> _What is asked_: Print only the line with "Could you point to the white cloth" and the lines after it, ending with the last line of the material, each exactly as it stands.

> _Supplied entries_:
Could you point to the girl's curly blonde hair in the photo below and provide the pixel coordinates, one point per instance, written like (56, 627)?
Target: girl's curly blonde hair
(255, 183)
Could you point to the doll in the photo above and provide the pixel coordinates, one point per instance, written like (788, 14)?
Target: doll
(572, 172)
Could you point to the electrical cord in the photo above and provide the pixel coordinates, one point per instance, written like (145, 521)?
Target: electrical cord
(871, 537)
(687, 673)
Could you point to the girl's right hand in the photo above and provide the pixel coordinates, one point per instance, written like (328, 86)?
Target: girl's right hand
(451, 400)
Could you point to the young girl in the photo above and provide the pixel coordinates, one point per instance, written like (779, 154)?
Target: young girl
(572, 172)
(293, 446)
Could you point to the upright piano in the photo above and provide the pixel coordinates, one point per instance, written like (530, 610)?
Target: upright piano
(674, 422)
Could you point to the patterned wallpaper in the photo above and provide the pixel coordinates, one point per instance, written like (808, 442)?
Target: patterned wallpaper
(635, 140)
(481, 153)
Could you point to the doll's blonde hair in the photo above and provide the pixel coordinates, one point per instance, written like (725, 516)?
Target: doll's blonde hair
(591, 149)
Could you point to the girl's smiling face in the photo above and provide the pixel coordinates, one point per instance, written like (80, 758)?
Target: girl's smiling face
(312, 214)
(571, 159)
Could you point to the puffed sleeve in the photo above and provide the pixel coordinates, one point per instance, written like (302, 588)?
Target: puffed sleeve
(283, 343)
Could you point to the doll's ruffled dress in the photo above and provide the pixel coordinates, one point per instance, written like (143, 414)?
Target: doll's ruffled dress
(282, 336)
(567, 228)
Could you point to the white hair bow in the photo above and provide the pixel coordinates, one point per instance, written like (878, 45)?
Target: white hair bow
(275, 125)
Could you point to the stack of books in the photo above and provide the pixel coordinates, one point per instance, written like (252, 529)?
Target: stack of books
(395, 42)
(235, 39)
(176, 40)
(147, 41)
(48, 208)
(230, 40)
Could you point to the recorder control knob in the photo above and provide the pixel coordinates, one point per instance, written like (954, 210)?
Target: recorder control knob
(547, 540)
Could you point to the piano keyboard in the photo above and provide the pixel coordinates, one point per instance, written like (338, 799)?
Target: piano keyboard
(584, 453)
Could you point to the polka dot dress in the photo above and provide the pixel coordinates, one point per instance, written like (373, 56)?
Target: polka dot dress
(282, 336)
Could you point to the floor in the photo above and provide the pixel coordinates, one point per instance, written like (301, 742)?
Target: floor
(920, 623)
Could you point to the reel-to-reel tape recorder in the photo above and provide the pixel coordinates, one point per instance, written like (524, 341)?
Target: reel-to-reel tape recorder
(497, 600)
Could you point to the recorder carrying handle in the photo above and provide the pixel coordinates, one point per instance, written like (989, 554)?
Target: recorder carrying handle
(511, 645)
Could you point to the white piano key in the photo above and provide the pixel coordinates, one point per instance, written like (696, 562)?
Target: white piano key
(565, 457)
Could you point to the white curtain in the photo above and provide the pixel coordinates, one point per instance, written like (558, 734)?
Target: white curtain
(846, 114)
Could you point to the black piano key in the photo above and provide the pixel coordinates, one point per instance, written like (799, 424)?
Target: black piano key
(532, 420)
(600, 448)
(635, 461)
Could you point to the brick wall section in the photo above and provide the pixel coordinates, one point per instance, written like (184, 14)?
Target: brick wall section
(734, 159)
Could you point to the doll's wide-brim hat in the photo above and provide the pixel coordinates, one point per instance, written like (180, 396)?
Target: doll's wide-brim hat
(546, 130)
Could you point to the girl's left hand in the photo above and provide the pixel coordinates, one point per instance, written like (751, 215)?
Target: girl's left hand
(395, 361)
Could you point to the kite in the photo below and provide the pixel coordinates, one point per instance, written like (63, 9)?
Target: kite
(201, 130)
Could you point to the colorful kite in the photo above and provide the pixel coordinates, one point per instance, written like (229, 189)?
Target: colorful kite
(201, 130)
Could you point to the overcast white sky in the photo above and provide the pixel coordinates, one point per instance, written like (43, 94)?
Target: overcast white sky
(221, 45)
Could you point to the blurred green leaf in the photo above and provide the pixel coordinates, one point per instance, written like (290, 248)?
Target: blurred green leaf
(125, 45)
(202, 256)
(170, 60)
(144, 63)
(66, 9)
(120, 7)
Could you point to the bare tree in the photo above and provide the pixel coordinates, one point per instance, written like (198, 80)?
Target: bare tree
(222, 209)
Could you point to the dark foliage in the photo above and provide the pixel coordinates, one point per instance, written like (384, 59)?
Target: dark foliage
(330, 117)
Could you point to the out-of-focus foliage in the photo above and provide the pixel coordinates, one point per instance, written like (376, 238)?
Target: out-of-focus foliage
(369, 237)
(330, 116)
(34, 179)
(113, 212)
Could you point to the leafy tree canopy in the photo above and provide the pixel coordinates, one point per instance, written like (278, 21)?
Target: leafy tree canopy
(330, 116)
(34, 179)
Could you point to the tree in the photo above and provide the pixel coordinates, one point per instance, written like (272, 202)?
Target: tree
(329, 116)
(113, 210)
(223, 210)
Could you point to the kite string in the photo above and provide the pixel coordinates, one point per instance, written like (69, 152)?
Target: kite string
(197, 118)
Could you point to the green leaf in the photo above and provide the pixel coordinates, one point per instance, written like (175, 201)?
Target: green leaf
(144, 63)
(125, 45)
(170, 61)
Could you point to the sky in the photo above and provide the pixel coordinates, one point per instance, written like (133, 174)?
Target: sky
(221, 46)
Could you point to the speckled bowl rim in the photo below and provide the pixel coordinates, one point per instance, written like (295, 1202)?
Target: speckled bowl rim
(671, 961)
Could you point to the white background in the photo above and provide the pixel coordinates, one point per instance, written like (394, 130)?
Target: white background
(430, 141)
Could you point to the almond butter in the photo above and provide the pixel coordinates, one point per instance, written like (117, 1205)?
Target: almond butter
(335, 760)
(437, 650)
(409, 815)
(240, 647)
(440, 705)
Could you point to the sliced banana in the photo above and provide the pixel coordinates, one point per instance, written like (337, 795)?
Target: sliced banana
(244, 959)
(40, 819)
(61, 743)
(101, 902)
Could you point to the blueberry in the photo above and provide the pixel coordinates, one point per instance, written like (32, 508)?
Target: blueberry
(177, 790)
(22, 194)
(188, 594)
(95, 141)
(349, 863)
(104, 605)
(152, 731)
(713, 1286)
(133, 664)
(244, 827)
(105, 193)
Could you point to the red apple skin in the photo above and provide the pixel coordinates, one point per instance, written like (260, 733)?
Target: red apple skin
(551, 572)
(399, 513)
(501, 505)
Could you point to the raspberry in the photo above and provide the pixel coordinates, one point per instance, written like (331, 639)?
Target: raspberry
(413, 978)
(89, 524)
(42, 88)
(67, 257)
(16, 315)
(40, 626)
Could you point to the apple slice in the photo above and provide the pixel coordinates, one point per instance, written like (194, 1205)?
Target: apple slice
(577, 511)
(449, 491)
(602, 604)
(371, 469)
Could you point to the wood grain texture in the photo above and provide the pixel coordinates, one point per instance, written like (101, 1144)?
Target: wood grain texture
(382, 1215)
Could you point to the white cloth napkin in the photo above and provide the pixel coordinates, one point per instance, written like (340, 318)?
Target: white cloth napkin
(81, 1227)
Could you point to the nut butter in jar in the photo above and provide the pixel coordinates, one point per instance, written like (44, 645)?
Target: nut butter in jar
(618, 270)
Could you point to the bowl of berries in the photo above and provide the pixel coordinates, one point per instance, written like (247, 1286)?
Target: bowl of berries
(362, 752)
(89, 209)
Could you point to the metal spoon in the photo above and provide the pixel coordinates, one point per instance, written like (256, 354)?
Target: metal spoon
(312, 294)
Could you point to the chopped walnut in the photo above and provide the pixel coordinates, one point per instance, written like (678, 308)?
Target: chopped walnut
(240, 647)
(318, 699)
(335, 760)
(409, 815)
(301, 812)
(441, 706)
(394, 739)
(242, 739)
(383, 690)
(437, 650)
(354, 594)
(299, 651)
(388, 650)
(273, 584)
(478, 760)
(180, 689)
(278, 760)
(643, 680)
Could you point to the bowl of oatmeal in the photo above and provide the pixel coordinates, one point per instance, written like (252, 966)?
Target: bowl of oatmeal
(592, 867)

> _Correct output_:
Could you point to the white cloth napkin in the photo above and provide the pixel coordinates, one point per instance, written like (340, 318)?
Target: white cloth napkin
(81, 1227)
Could you point to the nut butter in jar in the photo above and provide the pixel coordinates, one point per instance, written like (44, 645)?
Target: nut butter in jar
(618, 270)
Could you point to the bowl of berries in the photo above and provide the pixel coordinates, one point per instance, written like (247, 1286)?
Target: bowl of berries
(362, 752)
(89, 209)
Could you point to the metal spoon in the photo above and provide the pixel coordinates, one point per instance, written like (256, 354)?
Target: metal spoon
(312, 294)
Could you point to the chopped walnut in the photo above and provide the pixel coordinates, one point per instance, written like (678, 308)?
Target: chopped walnut
(240, 647)
(318, 699)
(335, 760)
(409, 815)
(301, 812)
(441, 706)
(394, 739)
(242, 739)
(383, 690)
(437, 650)
(354, 594)
(299, 651)
(388, 650)
(273, 584)
(478, 760)
(180, 689)
(278, 760)
(643, 680)
Could you point to the bowl of oatmeal in the photo above and provide the pixel coordinates, one point per instance, written like (252, 966)?
Target: bowl of oatmeal
(592, 867)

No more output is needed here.